╭──

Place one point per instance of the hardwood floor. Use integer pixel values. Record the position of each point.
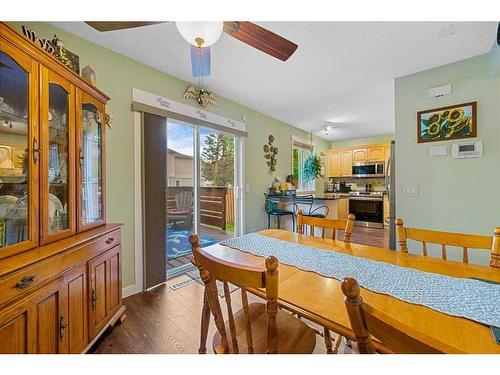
(168, 321)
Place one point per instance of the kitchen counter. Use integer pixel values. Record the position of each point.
(335, 205)
(320, 196)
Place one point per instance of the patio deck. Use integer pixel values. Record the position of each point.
(218, 234)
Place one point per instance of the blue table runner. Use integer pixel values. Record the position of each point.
(467, 298)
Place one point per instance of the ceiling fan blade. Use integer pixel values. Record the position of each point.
(200, 61)
(260, 38)
(119, 25)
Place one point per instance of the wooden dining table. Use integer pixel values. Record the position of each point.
(320, 299)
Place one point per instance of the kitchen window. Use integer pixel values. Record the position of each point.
(301, 150)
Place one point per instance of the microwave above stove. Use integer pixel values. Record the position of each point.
(370, 169)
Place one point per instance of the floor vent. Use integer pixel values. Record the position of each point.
(182, 284)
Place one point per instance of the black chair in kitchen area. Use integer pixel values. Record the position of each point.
(276, 205)
(305, 203)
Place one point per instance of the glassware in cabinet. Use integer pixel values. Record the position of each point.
(19, 151)
(58, 161)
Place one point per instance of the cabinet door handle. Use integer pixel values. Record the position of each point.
(62, 327)
(36, 151)
(94, 299)
(25, 282)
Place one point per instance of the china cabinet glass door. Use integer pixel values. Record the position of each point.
(91, 130)
(18, 151)
(57, 171)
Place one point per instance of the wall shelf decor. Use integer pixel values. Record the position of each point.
(270, 153)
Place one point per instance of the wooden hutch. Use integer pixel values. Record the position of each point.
(60, 263)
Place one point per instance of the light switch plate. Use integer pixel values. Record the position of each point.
(410, 190)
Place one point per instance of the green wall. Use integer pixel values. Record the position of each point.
(459, 195)
(116, 76)
(379, 139)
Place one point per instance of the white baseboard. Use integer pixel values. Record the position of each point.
(130, 291)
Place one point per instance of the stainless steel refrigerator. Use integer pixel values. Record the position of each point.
(390, 186)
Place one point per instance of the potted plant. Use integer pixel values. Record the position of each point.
(312, 167)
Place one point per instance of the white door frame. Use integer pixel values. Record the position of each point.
(240, 184)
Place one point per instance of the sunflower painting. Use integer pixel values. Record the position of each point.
(442, 124)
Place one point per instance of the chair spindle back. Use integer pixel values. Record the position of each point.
(333, 224)
(213, 269)
(393, 336)
(465, 241)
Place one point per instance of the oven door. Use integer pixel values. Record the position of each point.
(369, 212)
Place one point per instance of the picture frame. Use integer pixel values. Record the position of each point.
(447, 123)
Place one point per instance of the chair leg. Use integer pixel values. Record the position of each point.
(337, 343)
(328, 340)
(205, 322)
(348, 343)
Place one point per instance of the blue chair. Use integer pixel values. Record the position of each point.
(275, 207)
(305, 203)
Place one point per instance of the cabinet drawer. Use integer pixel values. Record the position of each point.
(27, 279)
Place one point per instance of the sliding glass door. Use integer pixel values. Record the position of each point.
(200, 190)
(217, 181)
(180, 193)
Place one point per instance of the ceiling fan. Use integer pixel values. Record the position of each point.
(201, 35)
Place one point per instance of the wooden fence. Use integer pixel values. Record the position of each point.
(216, 204)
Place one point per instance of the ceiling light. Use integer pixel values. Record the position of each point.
(200, 34)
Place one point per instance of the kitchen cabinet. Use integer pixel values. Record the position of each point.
(105, 289)
(52, 204)
(74, 319)
(386, 211)
(343, 208)
(359, 155)
(346, 163)
(335, 163)
(32, 325)
(368, 154)
(57, 157)
(375, 153)
(340, 163)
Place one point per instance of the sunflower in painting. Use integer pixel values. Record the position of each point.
(449, 123)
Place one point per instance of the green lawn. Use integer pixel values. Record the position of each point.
(229, 227)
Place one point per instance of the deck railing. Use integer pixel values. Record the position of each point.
(216, 204)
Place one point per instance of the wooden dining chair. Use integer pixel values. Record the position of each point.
(257, 327)
(465, 241)
(316, 222)
(391, 335)
(333, 224)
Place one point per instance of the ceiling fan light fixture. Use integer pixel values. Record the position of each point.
(200, 34)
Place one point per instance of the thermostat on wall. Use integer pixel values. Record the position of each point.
(462, 150)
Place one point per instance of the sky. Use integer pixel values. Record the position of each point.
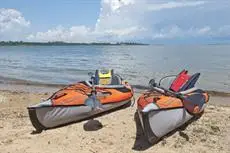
(147, 21)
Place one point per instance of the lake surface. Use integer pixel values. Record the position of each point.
(137, 64)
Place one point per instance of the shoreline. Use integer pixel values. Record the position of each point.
(120, 132)
(19, 84)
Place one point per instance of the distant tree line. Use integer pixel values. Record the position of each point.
(60, 43)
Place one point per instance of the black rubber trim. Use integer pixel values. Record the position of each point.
(34, 120)
(152, 138)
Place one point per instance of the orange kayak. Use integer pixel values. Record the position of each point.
(68, 105)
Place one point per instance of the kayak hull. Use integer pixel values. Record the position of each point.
(48, 117)
(159, 123)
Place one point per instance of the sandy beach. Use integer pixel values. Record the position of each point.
(120, 133)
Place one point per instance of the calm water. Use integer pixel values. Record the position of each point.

╰──

Aim of the task — All of the data needs repeating exactly, but the pictures do not.

Complete response —
Place one point per instance of the hardwood floor. Use integer pixel values. Record the position of each point.
(168, 321)
Place one point per instance of the kitchen counter. Use integer pixel values. Record the position of each point.
(335, 205)
(320, 196)
Place one point per instance of the patio deck. Use integer pixel values. Record the position of each point.
(218, 234)
Place one point per instance of the blue table runner. Use integer pixel values. Record the position of each point.
(467, 298)
Place one point per instance of the ceiling fan blade. Use integer pixel values. Record the position of each point.
(200, 61)
(260, 38)
(119, 25)
Place one point per instance of the wooden dining table. Use integer pixel values. Record the position of each point.
(320, 299)
Place one point per instance of the kitchen window. Use integer pixel values. Record the position of each point.
(301, 150)
Place one point per instance of the microwave above stove. Use integer pixel values. Record the position of each point.
(370, 169)
Place one point per instance of the floor vent. Use integer pixel values. Record the position of each point.
(182, 284)
Place one point per instance of the black chair in kitchen area. Use integer pixel values. Record the position of each point.
(276, 205)
(305, 203)
Place one point per instance of the glassware in cabinet. Use integer pixel values. Record the position of each point.
(19, 151)
(58, 161)
Place one point per instance of the cabinet door handle. Use integer pixel values. Record the position of each point.
(62, 327)
(36, 151)
(94, 299)
(25, 282)
Place one point per instance of the china cabinet glass door. Use integer pixel values. Record the position of each point.
(91, 130)
(18, 151)
(57, 171)
Place one point per instance of the wall shelf decor. Use integer pixel values. Record the position of each point.
(270, 153)
Place one point per instance of the wooden hutch. Use integer pixel values. Record the position of each point.
(60, 263)
Place one point per instance of the light switch plate. Use integer pixel values. Record the position of each point.
(410, 190)
Place one point per instance of the green wall. Use integer pixel values. Record the position of each point.
(459, 195)
(116, 76)
(379, 139)
Place one point per instance of the white baseboard. Use integer pixel values. Record the position of each point.
(130, 291)
Place one point per instance of the stainless steel refrigerator. Use integer pixel values. Record the position of each point.
(390, 186)
Place one point per instance of the potted plant. Use integer pixel values. Record the position of each point.
(312, 167)
Place one point per instance of the white door frame. Use integer pixel values. Record the position of each point.
(240, 184)
Place one point per instance of the sunflower painting. Use integer pixel values. Record the position of each point.
(442, 124)
Place one point per instance of the chair spindle back. Use integer pixel values. Record the position of each point.
(333, 224)
(213, 269)
(393, 336)
(465, 241)
Place one point per instance of the oven door. Use integer pixel values. Record the position of each point.
(369, 212)
Place one point per instance of the picture frame. Use integer pixel values. Record the position of each point.
(447, 123)
Place one point per instance of the chair leg. Use integer pixel values. Record the position of each point.
(337, 343)
(328, 340)
(205, 322)
(348, 343)
Place one point per instance of the blue chair. Use integer pixel values. Record the position of each point.
(275, 207)
(305, 203)
Place one point per instance of the cabinet drawer. Use integer pixel values. Record the position of each point.
(27, 279)
Place one point per instance of the sliding glass door. Use integer pixel values. Record the position of each point.
(200, 190)
(217, 181)
(180, 193)
Place one point per instance of the ceiling fan. Use integer pixel values. Record the position of each point.
(201, 35)
Place one point per instance of the wooden fence. Use integer pixel values. Record the position of each point.
(216, 204)
Place one point per instance of the ceiling light. Use integer pixel values. Record the position of each point.
(200, 34)
Place one point per instance of the kitchen cabinet. Use integer pixel values. Record the position of each point.
(105, 289)
(52, 204)
(74, 319)
(386, 211)
(343, 208)
(359, 155)
(346, 163)
(335, 163)
(32, 325)
(368, 154)
(57, 157)
(375, 153)
(340, 163)
Place one point per instance of the sunflower in painting. Use integer pixel values. Record the position of each point.
(449, 123)
Place one point per instance of the green lawn. Use integer pixel values. Record the position of each point.
(229, 227)
Place one point per instance of the deck railing. Use integer pixel values. Record the position of each point.
(216, 204)
Place one point per instance of the wooden dining chair. Use integer pixel values. Record the position of each point.
(257, 327)
(465, 241)
(316, 222)
(391, 335)
(333, 224)
Place one point per instance of the ceiling fan light fixture. Use integer pixel values. Record the position of each point.
(200, 34)
Place one point per instance of the thermostat on wall. Use integer pixel values. Record the position of each point.
(462, 150)
Place one point per instance of the sky. Use integer pixel values. Record the position of each point.
(147, 21)
Place one point per instance of the lake surface. Use integer pixel values. Record the position of each point.
(137, 64)
Place one point per instance of the shoreline. Use integer pixel values. Record the position of each point.
(120, 132)
(19, 84)
Place one point per instance of the distant tree line. Use integer pixel values. Record the position of each point.
(60, 43)
Place one point per instance of the black rubber trim. Use integer pixel values. Record the position of each point.
(34, 120)
(152, 138)
Place one point per instance of the orange kayak. Use integer pixel values. Record the position of each point.
(68, 105)
Place one point per instance of the kayak hull. Use integer pixel values. Record the position of each point.
(48, 117)
(159, 123)
Place one point per instance of the sandy beach. Use integer pixel values. Record the position of each point.
(120, 133)
Place one point per instance of the calm water. Use integer pixel values. Record the position of each point.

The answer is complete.